Start of Data records

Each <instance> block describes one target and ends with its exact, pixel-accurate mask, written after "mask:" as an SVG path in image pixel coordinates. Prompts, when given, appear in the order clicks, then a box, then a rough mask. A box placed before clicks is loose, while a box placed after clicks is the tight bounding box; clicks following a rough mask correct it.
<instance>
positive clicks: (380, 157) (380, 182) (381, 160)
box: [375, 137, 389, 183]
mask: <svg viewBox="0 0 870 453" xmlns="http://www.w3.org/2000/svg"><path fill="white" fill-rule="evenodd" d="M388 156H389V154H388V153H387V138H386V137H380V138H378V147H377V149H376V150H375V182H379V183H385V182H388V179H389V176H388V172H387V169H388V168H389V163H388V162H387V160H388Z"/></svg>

End of Data records

### Directive
Can you rewrite every line of the records above as a Markdown table, leaving out blank lines, with a "Row" column for the row number and a "Line" column for the line itself?

### Solved problem
| Row | Line |
|---|---|
| 1 | Each <instance> block describes one target and ends with its exact, pixel-accurate mask, written after "mask:" as an SVG path in image pixel coordinates. Prompts, when given, appear in the order clicks, then a box, then a rough mask. A box placed before clicks is loose, while a box placed after clicks is the tight bounding box; clicks following a rough mask correct it. |
| 2 | <instance> |
| 3 | positive clicks: (380, 157) (380, 182) (381, 160) |
| 4 | box: [375, 137, 389, 183] |
| 5 | mask: <svg viewBox="0 0 870 453" xmlns="http://www.w3.org/2000/svg"><path fill="white" fill-rule="evenodd" d="M388 156H389V154H388V153H387V138H386V137H380V138H378V147H377V149H376V150H375V182H379V183H385V182H388V179H389V176H388V172H387V169H388V168H389V163H388V162H387V160H388Z"/></svg> |